● The exercise
In the passage below about picking a CPU for a KVM setup, why does the writer say a 6-core CPU is the minimum you really want? Answer in one to three sentences.

● Extract provided
================================

Then let me take the i7 out of the equation for you, a i7 like a 6700k is a quad core processor and sells for $300-$400 retail, using this CPU the best you could hope to do is to pass through 3 cores and 12 threads to the KVM, while that might seem ok to you your talking about running some version of Windows and then programs on top of that or games and would probably realize the performance of a celeron CPU for your Windows experience, realistically you would only want to pass through 2 of the cores and 8 of the threads to the KVM and guess where that would land you performance-wise?

So say you go for the big guns and buy a i7 6900k now you are in the $1000 price range just for the CPU, yeah you get a 8 core /16 thread CPU but your paying a huge premium over the Xeon at a lower clock speed, you really want at the minimum a 6 core CPU so you can leave 2 cores for the host system while passing 4 cores to the KVM, what your trying to do here is duplicate the hardware you would run Windows on and in the example here it would be a low end quad core CPU.

It's this paradox that sent me over to AMD and buying a 8370, without going through all the Intel vs AMD on how they process instructions at the CPU level and how Intel is more efficient (it is) or how AMD doesn't have the same kind of threads (it doesn't) I found the AMD offerings better suited for what I wanted to do at the price point I was willing to invest..

================================

● Supplied data
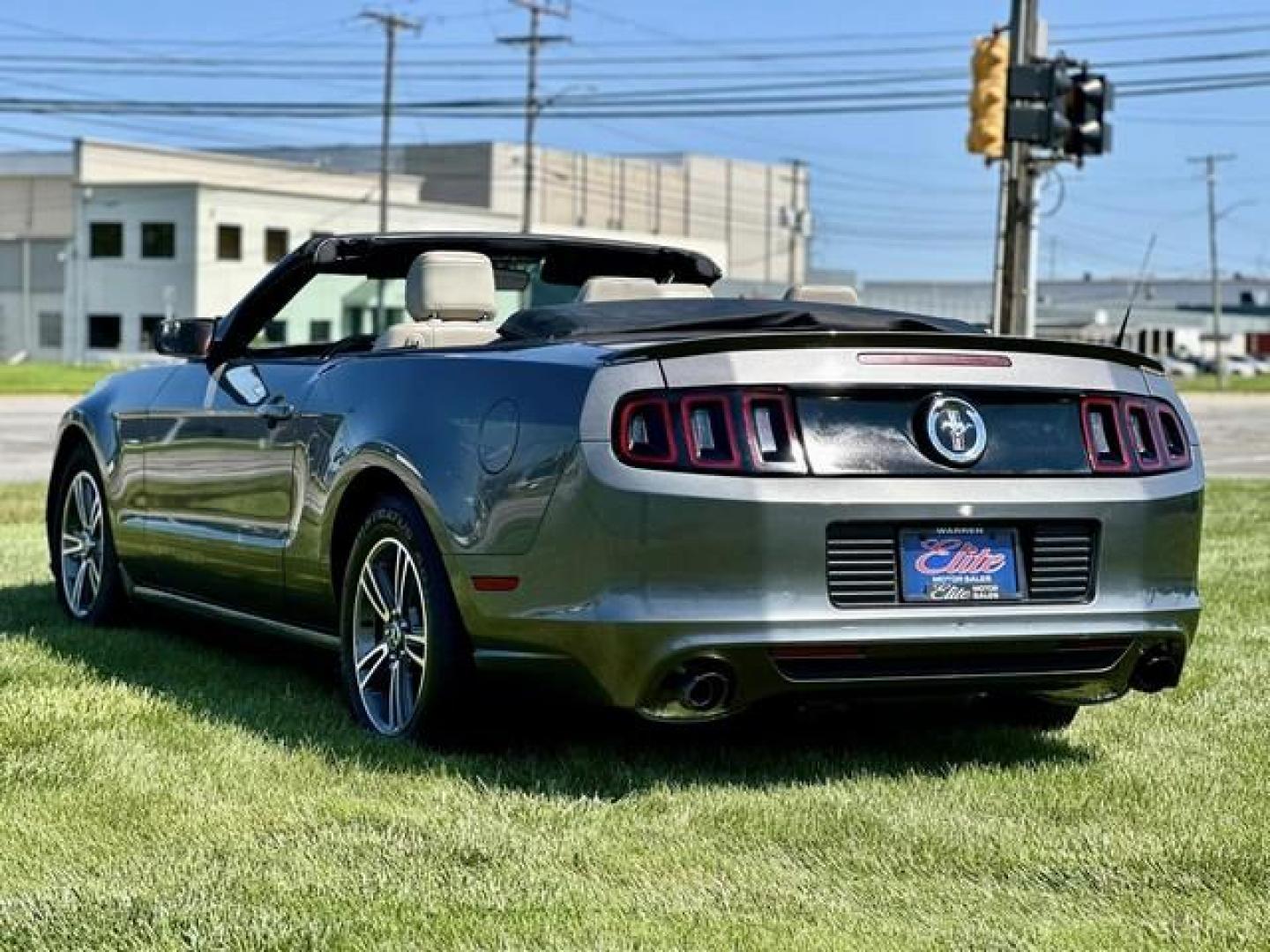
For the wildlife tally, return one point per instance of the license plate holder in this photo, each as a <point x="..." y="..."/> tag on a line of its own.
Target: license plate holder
<point x="959" y="564"/>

================================

● Right answer
A 6-core CPU lets you keep 2 cores for the host system and pass 4 cores to the KVM. That matches the goal of duplicating the hardware you would run Windows on, which in the writer's example is a low-end quad-core CPU.